**ITEMS:**
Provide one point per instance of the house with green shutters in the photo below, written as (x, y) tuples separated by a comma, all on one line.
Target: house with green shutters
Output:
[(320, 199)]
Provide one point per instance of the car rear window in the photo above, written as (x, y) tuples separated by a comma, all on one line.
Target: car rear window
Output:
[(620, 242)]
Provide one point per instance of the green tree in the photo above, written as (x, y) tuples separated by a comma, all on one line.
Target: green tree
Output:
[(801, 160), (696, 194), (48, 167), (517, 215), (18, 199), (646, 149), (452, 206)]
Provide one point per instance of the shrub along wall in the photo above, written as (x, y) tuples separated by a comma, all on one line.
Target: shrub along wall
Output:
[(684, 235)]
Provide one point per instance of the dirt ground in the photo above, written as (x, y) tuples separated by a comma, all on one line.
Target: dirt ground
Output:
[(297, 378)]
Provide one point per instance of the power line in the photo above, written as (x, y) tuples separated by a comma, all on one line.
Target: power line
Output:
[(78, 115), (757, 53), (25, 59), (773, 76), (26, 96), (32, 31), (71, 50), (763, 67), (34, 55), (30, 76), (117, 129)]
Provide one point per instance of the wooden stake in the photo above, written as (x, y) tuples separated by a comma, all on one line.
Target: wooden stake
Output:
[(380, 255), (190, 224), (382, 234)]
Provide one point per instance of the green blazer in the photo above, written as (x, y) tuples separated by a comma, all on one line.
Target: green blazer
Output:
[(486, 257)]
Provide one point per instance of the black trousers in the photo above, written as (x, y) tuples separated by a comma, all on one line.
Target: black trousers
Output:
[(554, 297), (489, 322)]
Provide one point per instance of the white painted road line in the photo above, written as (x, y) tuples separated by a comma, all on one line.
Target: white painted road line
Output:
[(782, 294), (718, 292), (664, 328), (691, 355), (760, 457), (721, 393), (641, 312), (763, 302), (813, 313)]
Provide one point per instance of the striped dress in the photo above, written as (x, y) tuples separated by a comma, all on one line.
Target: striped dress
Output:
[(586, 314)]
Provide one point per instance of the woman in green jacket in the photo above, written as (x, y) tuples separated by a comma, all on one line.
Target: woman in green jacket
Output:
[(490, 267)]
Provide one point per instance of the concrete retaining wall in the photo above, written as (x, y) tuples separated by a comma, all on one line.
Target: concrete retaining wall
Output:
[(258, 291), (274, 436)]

**TASK GOAL:** Copy the material from its first line through the line containing "[(554, 297), (489, 322)]", both ends included, raising every coordinate in the answers by 102 and leaving the requests unchanged.

**RESPONSE TO THIS EXERCISE:**
Provide one point per instance of the house with green shutters in the photo below, written as (x, y) tuples separated by a comma, all on one line.
Target: house with green shutters
Output:
[(422, 301)]
Provide one point per instance of the car rear window in the photo above, written as (x, y) tuples separated by a comma, all on one line.
Target: car rear window
Output:
[(722, 344)]
Provide one point per instance of the green tree in the photo above, written as (x, y) tuples separated by a comma, all on one line.
Target: green tree
Output:
[(903, 262), (798, 296), (150, 269), (619, 317), (120, 301), (748, 251), (554, 308)]
Provide one point per instance of the shrub along wall in the photo above, written as (x, y) tuples separated by a comma, all on one line.
Target: shrub along wall
Output:
[(786, 337)]
Provide one point per instance of the dirt ground in the photo above, written as (x, y) tuples separated by a comma, all on one line.
Target: dirt ground
Output:
[(399, 480)]
Provide one point per instance of the power line in the photo above, written as (x, y) tuples separated by a comma, all on one line.
Target: power line
Output:
[(180, 217), (859, 155), (127, 161), (875, 178), (128, 198), (134, 133), (173, 152), (865, 169), (136, 157), (132, 178), (219, 231)]
Provide one point per instance of the wooden stake in the photo above, written as (x, y) tuples separated by a comma, all on one line.
Target: wooden stake
Output:
[(482, 357), (292, 326), (484, 336)]
Provide one point per instance of the green blazer in the photo above, written as (x, y) tuples separated by a comma, all on one line.
Target: green blazer
Output:
[(588, 359)]
Provide one point per instance of the black trousers in the photo above, written as (x, y) tuples separated by a comma, all on one line.
Target: black trousers
Output:
[(656, 399), (591, 424)]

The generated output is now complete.